▶ [EXERCISE GOAL] Please rewrite these rows with "Isolate" replaced by "Mark" everywhere it occurs, changing nothing else, and omit the pictures from your answer.
◇ ◇ ◇ ◇ ◇
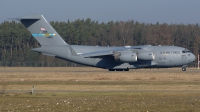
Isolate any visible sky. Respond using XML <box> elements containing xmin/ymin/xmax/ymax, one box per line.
<box><xmin>0</xmin><ymin>0</ymin><xmax>200</xmax><ymax>24</ymax></box>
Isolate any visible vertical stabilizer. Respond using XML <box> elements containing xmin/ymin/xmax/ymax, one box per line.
<box><xmin>16</xmin><ymin>15</ymin><xmax>67</xmax><ymax>46</ymax></box>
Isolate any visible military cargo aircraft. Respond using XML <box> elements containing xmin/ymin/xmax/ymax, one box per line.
<box><xmin>14</xmin><ymin>15</ymin><xmax>196</xmax><ymax>71</ymax></box>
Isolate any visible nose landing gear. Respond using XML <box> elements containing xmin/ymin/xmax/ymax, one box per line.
<box><xmin>182</xmin><ymin>67</ymin><xmax>186</xmax><ymax>71</ymax></box>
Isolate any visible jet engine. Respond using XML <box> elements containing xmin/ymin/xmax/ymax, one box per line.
<box><xmin>114</xmin><ymin>52</ymin><xmax>137</xmax><ymax>62</ymax></box>
<box><xmin>137</xmin><ymin>51</ymin><xmax>155</xmax><ymax>61</ymax></box>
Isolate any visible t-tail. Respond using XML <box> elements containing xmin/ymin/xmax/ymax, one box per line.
<box><xmin>15</xmin><ymin>15</ymin><xmax>67</xmax><ymax>46</ymax></box>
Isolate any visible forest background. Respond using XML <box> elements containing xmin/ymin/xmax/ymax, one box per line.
<box><xmin>0</xmin><ymin>18</ymin><xmax>200</xmax><ymax>67</ymax></box>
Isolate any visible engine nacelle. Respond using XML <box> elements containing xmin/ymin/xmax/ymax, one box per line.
<box><xmin>137</xmin><ymin>51</ymin><xmax>155</xmax><ymax>61</ymax></box>
<box><xmin>115</xmin><ymin>52</ymin><xmax>137</xmax><ymax>62</ymax></box>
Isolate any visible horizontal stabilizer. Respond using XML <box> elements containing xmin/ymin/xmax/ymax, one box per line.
<box><xmin>14</xmin><ymin>15</ymin><xmax>67</xmax><ymax>46</ymax></box>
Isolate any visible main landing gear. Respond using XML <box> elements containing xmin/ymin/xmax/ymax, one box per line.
<box><xmin>182</xmin><ymin>65</ymin><xmax>187</xmax><ymax>71</ymax></box>
<box><xmin>108</xmin><ymin>69</ymin><xmax>129</xmax><ymax>71</ymax></box>
<box><xmin>182</xmin><ymin>67</ymin><xmax>186</xmax><ymax>71</ymax></box>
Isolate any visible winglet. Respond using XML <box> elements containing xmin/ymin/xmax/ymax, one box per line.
<box><xmin>69</xmin><ymin>45</ymin><xmax>77</xmax><ymax>56</ymax></box>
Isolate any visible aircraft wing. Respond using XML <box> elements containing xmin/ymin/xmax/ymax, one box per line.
<box><xmin>80</xmin><ymin>51</ymin><xmax>113</xmax><ymax>58</ymax></box>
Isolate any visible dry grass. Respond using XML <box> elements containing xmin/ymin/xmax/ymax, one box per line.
<box><xmin>0</xmin><ymin>67</ymin><xmax>200</xmax><ymax>112</ymax></box>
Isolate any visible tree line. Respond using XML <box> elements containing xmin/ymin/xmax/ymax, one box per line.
<box><xmin>0</xmin><ymin>18</ymin><xmax>200</xmax><ymax>66</ymax></box>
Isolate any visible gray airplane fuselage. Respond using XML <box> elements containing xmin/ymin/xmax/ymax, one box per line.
<box><xmin>15</xmin><ymin>15</ymin><xmax>195</xmax><ymax>71</ymax></box>
<box><xmin>33</xmin><ymin>45</ymin><xmax>195</xmax><ymax>69</ymax></box>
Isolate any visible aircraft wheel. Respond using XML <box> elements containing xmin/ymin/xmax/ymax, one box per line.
<box><xmin>182</xmin><ymin>67</ymin><xmax>186</xmax><ymax>71</ymax></box>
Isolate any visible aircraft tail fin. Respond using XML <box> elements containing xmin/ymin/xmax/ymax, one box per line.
<box><xmin>15</xmin><ymin>15</ymin><xmax>67</xmax><ymax>46</ymax></box>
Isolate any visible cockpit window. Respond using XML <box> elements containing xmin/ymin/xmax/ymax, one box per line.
<box><xmin>182</xmin><ymin>49</ymin><xmax>190</xmax><ymax>53</ymax></box>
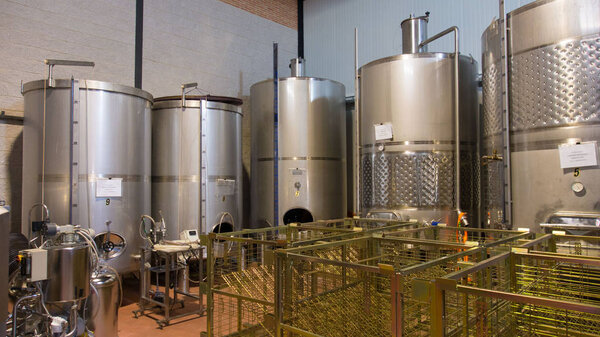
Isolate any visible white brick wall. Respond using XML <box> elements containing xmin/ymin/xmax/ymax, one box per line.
<box><xmin>0</xmin><ymin>0</ymin><xmax>297</xmax><ymax>228</ymax></box>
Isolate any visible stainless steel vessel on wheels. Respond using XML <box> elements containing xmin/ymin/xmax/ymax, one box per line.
<box><xmin>22</xmin><ymin>80</ymin><xmax>152</xmax><ymax>272</ymax></box>
<box><xmin>359</xmin><ymin>16</ymin><xmax>478</xmax><ymax>224</ymax></box>
<box><xmin>482</xmin><ymin>0</ymin><xmax>600</xmax><ymax>231</ymax></box>
<box><xmin>152</xmin><ymin>96</ymin><xmax>243</xmax><ymax>235</ymax></box>
<box><xmin>250</xmin><ymin>62</ymin><xmax>346</xmax><ymax>227</ymax></box>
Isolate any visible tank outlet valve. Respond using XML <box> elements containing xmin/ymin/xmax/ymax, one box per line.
<box><xmin>50</xmin><ymin>317</ymin><xmax>67</xmax><ymax>337</ymax></box>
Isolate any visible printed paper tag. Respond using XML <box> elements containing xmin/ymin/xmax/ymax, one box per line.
<box><xmin>558</xmin><ymin>141</ymin><xmax>598</xmax><ymax>168</ymax></box>
<box><xmin>216</xmin><ymin>179</ymin><xmax>235</xmax><ymax>196</ymax></box>
<box><xmin>374</xmin><ymin>122</ymin><xmax>394</xmax><ymax>141</ymax></box>
<box><xmin>96</xmin><ymin>178</ymin><xmax>123</xmax><ymax>198</ymax></box>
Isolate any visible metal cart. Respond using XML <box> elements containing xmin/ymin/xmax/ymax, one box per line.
<box><xmin>133</xmin><ymin>244</ymin><xmax>205</xmax><ymax>329</ymax></box>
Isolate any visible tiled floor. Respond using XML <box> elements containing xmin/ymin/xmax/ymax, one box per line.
<box><xmin>119</xmin><ymin>279</ymin><xmax>206</xmax><ymax>337</ymax></box>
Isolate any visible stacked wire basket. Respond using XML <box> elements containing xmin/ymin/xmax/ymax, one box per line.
<box><xmin>204</xmin><ymin>219</ymin><xmax>600</xmax><ymax>337</ymax></box>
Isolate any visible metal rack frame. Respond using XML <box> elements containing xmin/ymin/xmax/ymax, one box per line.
<box><xmin>202</xmin><ymin>218</ymin><xmax>420</xmax><ymax>336</ymax></box>
<box><xmin>420</xmin><ymin>234</ymin><xmax>600</xmax><ymax>336</ymax></box>
<box><xmin>275</xmin><ymin>228</ymin><xmax>529</xmax><ymax>337</ymax></box>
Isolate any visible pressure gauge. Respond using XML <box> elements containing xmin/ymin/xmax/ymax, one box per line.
<box><xmin>571</xmin><ymin>181</ymin><xmax>585</xmax><ymax>193</ymax></box>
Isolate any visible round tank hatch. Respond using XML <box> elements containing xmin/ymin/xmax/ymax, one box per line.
<box><xmin>283</xmin><ymin>208</ymin><xmax>314</xmax><ymax>225</ymax></box>
<box><xmin>212</xmin><ymin>222</ymin><xmax>233</xmax><ymax>233</ymax></box>
<box><xmin>94</xmin><ymin>232</ymin><xmax>127</xmax><ymax>260</ymax></box>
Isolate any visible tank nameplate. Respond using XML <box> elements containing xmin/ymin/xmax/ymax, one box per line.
<box><xmin>510</xmin><ymin>35</ymin><xmax>600</xmax><ymax>131</ymax></box>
◇ ◇ ◇ ◇ ◇
▶ [RESULT FOR THIS TASK]
Mark any visible sky. Respond using XML <box> elements containing xmin/ymin/xmax/ymax, one box per line.
<box><xmin>0</xmin><ymin>0</ymin><xmax>200</xmax><ymax>24</ymax></box>
Mark any visible vertical stabilizer. Respond using XML <box> elements containing xmin/ymin/xmax/ymax, one box per line.
<box><xmin>16</xmin><ymin>15</ymin><xmax>67</xmax><ymax>46</ymax></box>
Mark any visible military cargo aircraft. Respond using XML <box> elements containing xmin/ymin/xmax/ymax, one box per line.
<box><xmin>14</xmin><ymin>15</ymin><xmax>196</xmax><ymax>71</ymax></box>
Mark any visible nose landing gear. Respond using XML <box> elements containing xmin/ymin/xmax/ymax, one box per line.
<box><xmin>182</xmin><ymin>67</ymin><xmax>186</xmax><ymax>71</ymax></box>
Mark any visible jet engine. Respond using XML <box> elements containing xmin/ymin/xmax/ymax, one box per line.
<box><xmin>114</xmin><ymin>52</ymin><xmax>137</xmax><ymax>62</ymax></box>
<box><xmin>137</xmin><ymin>51</ymin><xmax>155</xmax><ymax>61</ymax></box>
Mark any visible t-tail. Respond using XML <box> elements containing xmin/ymin/xmax/ymax, one box per line.
<box><xmin>15</xmin><ymin>15</ymin><xmax>67</xmax><ymax>46</ymax></box>
Mark any visible forest background. Respond using XML <box> elements containing xmin/ymin/xmax/ymax, one box per line.
<box><xmin>0</xmin><ymin>18</ymin><xmax>200</xmax><ymax>67</ymax></box>
Mark any visible engine nacelle. Respond using XML <box> elements containing xmin/ymin/xmax/ymax, one box per line.
<box><xmin>137</xmin><ymin>51</ymin><xmax>155</xmax><ymax>61</ymax></box>
<box><xmin>115</xmin><ymin>52</ymin><xmax>137</xmax><ymax>62</ymax></box>
Mark any visible horizontal stabilizer. Respond using XML <box> elements containing xmin/ymin/xmax/ymax, one box per line.
<box><xmin>14</xmin><ymin>15</ymin><xmax>67</xmax><ymax>46</ymax></box>
Mark any visible main landing gear. Respond using XML <box> elements containing xmin/ymin/xmax/ymax, one box per line.
<box><xmin>182</xmin><ymin>65</ymin><xmax>187</xmax><ymax>71</ymax></box>
<box><xmin>108</xmin><ymin>69</ymin><xmax>129</xmax><ymax>71</ymax></box>
<box><xmin>182</xmin><ymin>67</ymin><xmax>186</xmax><ymax>71</ymax></box>
Mark any visible winglet. Respond using XML <box> elements containing xmin/ymin/xmax/ymax, one box per line.
<box><xmin>69</xmin><ymin>45</ymin><xmax>77</xmax><ymax>56</ymax></box>
Mark any visible aircraft wing. Respond using XML <box> elements containing xmin/ymin/xmax/ymax, one box per line.
<box><xmin>80</xmin><ymin>51</ymin><xmax>113</xmax><ymax>58</ymax></box>
Mark any visible dry grass. Respond using XML <box> elements containing xmin/ymin/xmax/ymax, one box per line.
<box><xmin>0</xmin><ymin>67</ymin><xmax>200</xmax><ymax>112</ymax></box>
Mark any visible tree line. Respond using XML <box> elements containing xmin/ymin/xmax/ymax, one box per line.
<box><xmin>0</xmin><ymin>18</ymin><xmax>200</xmax><ymax>66</ymax></box>
Mark any visible gray airplane fuselage. Respond using XML <box> elements containing xmin/ymin/xmax/ymax, one box per line.
<box><xmin>15</xmin><ymin>15</ymin><xmax>195</xmax><ymax>71</ymax></box>
<box><xmin>33</xmin><ymin>45</ymin><xmax>195</xmax><ymax>69</ymax></box>
Mark any visible aircraft wheel. Respond using XML <box> elements containing xmin/ymin/xmax/ymax, one box per line.
<box><xmin>182</xmin><ymin>67</ymin><xmax>186</xmax><ymax>71</ymax></box>
Mark any visible aircraft tail fin. Respond using XML <box> elements containing xmin/ymin/xmax/ymax, one box per line.
<box><xmin>15</xmin><ymin>15</ymin><xmax>67</xmax><ymax>46</ymax></box>
Mark any visible cockpit window. Respond using XML <box> elements containing xmin/ymin/xmax/ymax, one box per line.
<box><xmin>182</xmin><ymin>49</ymin><xmax>190</xmax><ymax>53</ymax></box>
Mark any visible white brick wall. Respond using XML <box> elements containing xmin/ymin/xmax/ymax, one box per line.
<box><xmin>0</xmin><ymin>0</ymin><xmax>297</xmax><ymax>228</ymax></box>
Mark any visible stainless steel vessel on wheels. Respond using XML <box> elements containing xmin/ymin/xmax/ymax, one box per line.
<box><xmin>22</xmin><ymin>80</ymin><xmax>152</xmax><ymax>272</ymax></box>
<box><xmin>359</xmin><ymin>16</ymin><xmax>478</xmax><ymax>224</ymax></box>
<box><xmin>482</xmin><ymin>0</ymin><xmax>600</xmax><ymax>231</ymax></box>
<box><xmin>152</xmin><ymin>96</ymin><xmax>243</xmax><ymax>235</ymax></box>
<box><xmin>250</xmin><ymin>62</ymin><xmax>346</xmax><ymax>227</ymax></box>
Mark any visible tank outlet valve. Respond using XML <box> elements containing xmin/ymin/xmax/ymax, one box per line.
<box><xmin>50</xmin><ymin>317</ymin><xmax>67</xmax><ymax>337</ymax></box>
Mark any visible printed paper tag. Respond using XML <box> elements containing xmin/ymin/xmax/ymax, one box per line.
<box><xmin>558</xmin><ymin>141</ymin><xmax>598</xmax><ymax>168</ymax></box>
<box><xmin>216</xmin><ymin>179</ymin><xmax>235</xmax><ymax>196</ymax></box>
<box><xmin>374</xmin><ymin>122</ymin><xmax>394</xmax><ymax>141</ymax></box>
<box><xmin>96</xmin><ymin>178</ymin><xmax>123</xmax><ymax>198</ymax></box>
Mark any visible metal cart. Respond using XML <box> elements containing xmin/ymin/xmax/ymax, one box per line.
<box><xmin>133</xmin><ymin>244</ymin><xmax>205</xmax><ymax>329</ymax></box>
Mark any visible tiled floor. Respond using XML <box> elements containing xmin/ymin/xmax/ymax, one box per line.
<box><xmin>119</xmin><ymin>279</ymin><xmax>206</xmax><ymax>337</ymax></box>
Mark any visible stacked wire basket. Respond using XML <box> elements containing xmin/ymin/xmax/ymax, one box per line.
<box><xmin>204</xmin><ymin>219</ymin><xmax>600</xmax><ymax>337</ymax></box>
Mark any visible metal rack frame. Respond using XML <box> elements containing xmin/ymin/xmax/ymax, one box per line.
<box><xmin>202</xmin><ymin>218</ymin><xmax>420</xmax><ymax>336</ymax></box>
<box><xmin>420</xmin><ymin>234</ymin><xmax>600</xmax><ymax>336</ymax></box>
<box><xmin>275</xmin><ymin>228</ymin><xmax>529</xmax><ymax>337</ymax></box>
Mark any visible pressure gauge. Respond using XML <box> elements containing xmin/ymin/xmax/ymax, one box per line.
<box><xmin>571</xmin><ymin>181</ymin><xmax>585</xmax><ymax>193</ymax></box>
Mark any visible round tank hatch. Respond using XML <box> elements containing xmin/ymin/xmax/ymax, one box per line.
<box><xmin>283</xmin><ymin>208</ymin><xmax>314</xmax><ymax>225</ymax></box>
<box><xmin>212</xmin><ymin>222</ymin><xmax>233</xmax><ymax>233</ymax></box>
<box><xmin>94</xmin><ymin>232</ymin><xmax>127</xmax><ymax>260</ymax></box>
Mark any visible tank nameplate. Respond using XML <box> elements containing xmin/ymin/xmax/ymax, one box per line.
<box><xmin>510</xmin><ymin>35</ymin><xmax>600</xmax><ymax>131</ymax></box>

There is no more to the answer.